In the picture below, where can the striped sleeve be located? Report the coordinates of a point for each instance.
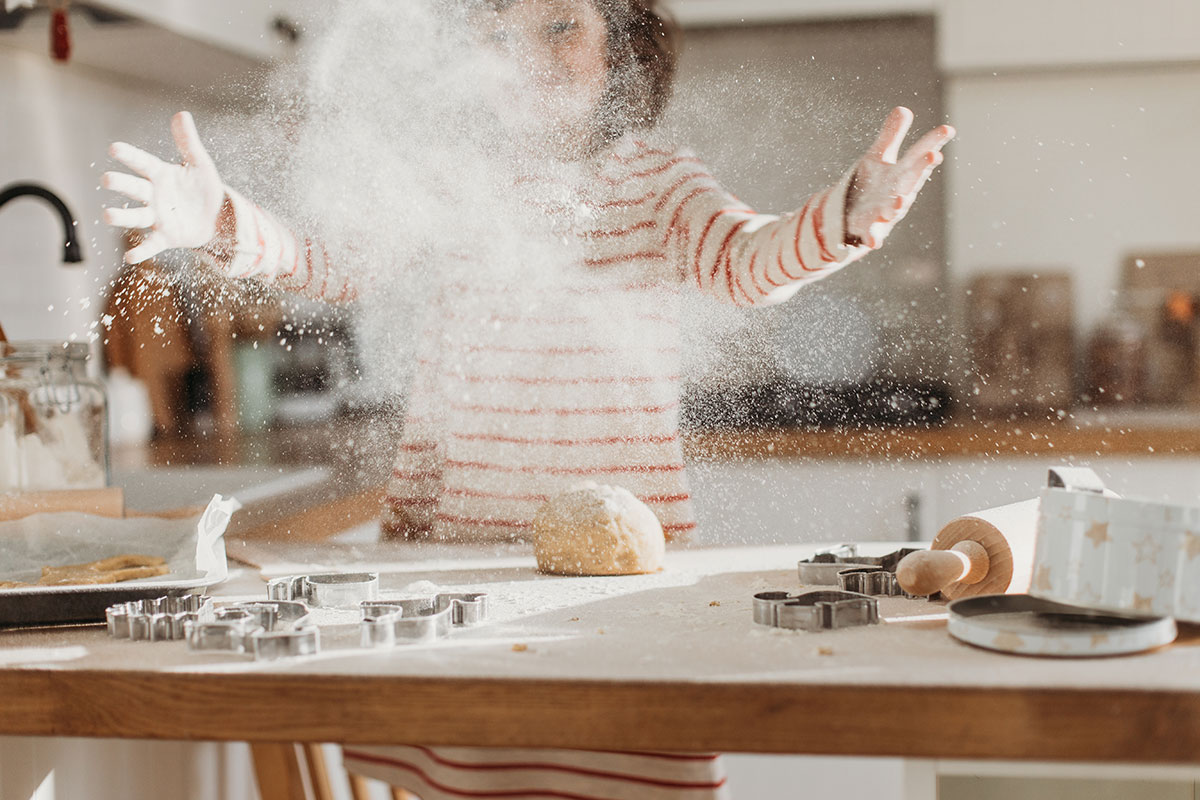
(727, 251)
(267, 250)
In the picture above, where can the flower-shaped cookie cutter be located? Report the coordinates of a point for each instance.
(388, 623)
(815, 611)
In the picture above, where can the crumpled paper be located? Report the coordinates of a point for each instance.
(193, 547)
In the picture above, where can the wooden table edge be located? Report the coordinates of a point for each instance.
(1077, 725)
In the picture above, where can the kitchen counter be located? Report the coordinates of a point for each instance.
(669, 661)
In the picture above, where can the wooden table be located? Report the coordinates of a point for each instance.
(670, 661)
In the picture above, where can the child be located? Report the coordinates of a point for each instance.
(534, 389)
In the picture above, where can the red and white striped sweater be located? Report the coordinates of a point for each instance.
(523, 390)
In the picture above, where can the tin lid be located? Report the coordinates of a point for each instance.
(1027, 625)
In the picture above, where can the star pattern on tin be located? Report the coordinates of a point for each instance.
(1042, 578)
(1147, 549)
(1192, 543)
(1098, 533)
(1165, 579)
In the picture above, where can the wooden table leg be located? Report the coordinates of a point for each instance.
(277, 769)
(360, 788)
(318, 773)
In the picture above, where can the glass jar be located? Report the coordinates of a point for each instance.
(53, 419)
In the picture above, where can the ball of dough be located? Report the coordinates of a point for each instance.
(597, 529)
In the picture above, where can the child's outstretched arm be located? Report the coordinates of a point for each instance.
(745, 258)
(189, 205)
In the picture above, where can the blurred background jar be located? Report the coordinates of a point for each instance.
(1117, 358)
(53, 419)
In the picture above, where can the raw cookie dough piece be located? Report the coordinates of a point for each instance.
(597, 529)
(111, 570)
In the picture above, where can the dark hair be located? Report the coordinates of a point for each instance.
(643, 48)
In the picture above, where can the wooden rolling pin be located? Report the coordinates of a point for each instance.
(103, 503)
(984, 553)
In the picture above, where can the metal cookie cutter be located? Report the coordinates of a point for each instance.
(270, 629)
(823, 567)
(157, 619)
(327, 589)
(815, 611)
(387, 624)
(873, 581)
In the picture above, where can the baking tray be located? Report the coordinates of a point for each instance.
(193, 548)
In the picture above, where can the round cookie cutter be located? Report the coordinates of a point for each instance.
(1031, 626)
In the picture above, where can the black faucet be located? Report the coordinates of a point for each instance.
(71, 253)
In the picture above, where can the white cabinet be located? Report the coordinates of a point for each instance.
(778, 500)
(243, 26)
(979, 37)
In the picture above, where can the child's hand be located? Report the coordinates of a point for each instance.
(883, 187)
(181, 200)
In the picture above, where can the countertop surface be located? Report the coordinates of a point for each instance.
(679, 645)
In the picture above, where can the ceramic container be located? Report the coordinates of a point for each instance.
(1117, 554)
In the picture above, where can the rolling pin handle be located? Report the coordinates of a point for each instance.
(928, 572)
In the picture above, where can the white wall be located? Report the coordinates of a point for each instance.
(55, 125)
(1075, 136)
(1073, 169)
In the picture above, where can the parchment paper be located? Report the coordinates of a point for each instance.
(193, 547)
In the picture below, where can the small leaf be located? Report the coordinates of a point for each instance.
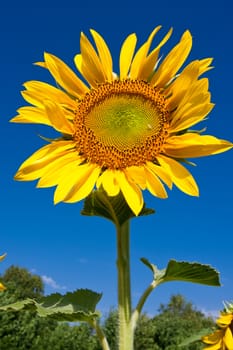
(186, 272)
(76, 306)
(191, 272)
(98, 203)
(156, 272)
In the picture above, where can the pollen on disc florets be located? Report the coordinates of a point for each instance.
(121, 124)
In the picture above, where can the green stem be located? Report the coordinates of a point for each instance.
(124, 290)
(100, 334)
(142, 300)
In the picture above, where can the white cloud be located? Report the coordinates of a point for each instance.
(49, 281)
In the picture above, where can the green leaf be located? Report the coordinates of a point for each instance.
(98, 203)
(186, 272)
(73, 306)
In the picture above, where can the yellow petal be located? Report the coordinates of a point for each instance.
(193, 115)
(154, 185)
(173, 61)
(205, 65)
(182, 83)
(179, 175)
(225, 319)
(64, 76)
(91, 60)
(33, 115)
(77, 183)
(109, 183)
(214, 338)
(197, 93)
(131, 192)
(84, 70)
(35, 166)
(161, 173)
(57, 118)
(104, 54)
(84, 187)
(150, 62)
(46, 91)
(2, 257)
(191, 145)
(137, 175)
(126, 55)
(228, 339)
(139, 59)
(58, 169)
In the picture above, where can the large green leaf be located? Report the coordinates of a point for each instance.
(98, 203)
(185, 271)
(73, 306)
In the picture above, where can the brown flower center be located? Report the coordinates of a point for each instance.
(120, 124)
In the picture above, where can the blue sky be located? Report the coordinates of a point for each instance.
(71, 251)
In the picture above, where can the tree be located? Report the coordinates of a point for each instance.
(25, 330)
(177, 321)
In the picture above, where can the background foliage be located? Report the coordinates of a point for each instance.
(172, 323)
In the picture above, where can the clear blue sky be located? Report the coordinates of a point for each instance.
(72, 251)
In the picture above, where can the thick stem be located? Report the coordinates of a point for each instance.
(142, 300)
(100, 335)
(124, 290)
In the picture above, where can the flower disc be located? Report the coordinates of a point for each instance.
(121, 124)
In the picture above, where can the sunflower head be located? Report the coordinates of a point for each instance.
(222, 338)
(124, 132)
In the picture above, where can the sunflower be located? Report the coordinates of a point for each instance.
(2, 287)
(222, 338)
(127, 132)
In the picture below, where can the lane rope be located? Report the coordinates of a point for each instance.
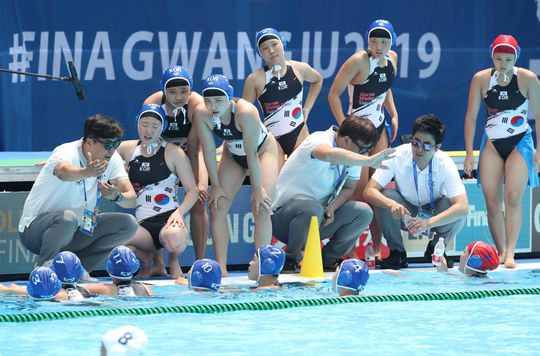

▶ **Your task**: Identify every line of the records above that contains the string "sunflower", treating uppercase and lowercase letters as different, and copy each such line.

▶ **Response to the task**:
In the picture above, where can the sunflower head be located? Report the coordinates of a point for each instance.
In the picture above, where can the sunflower be located? Report the coordinates of a point for each instance.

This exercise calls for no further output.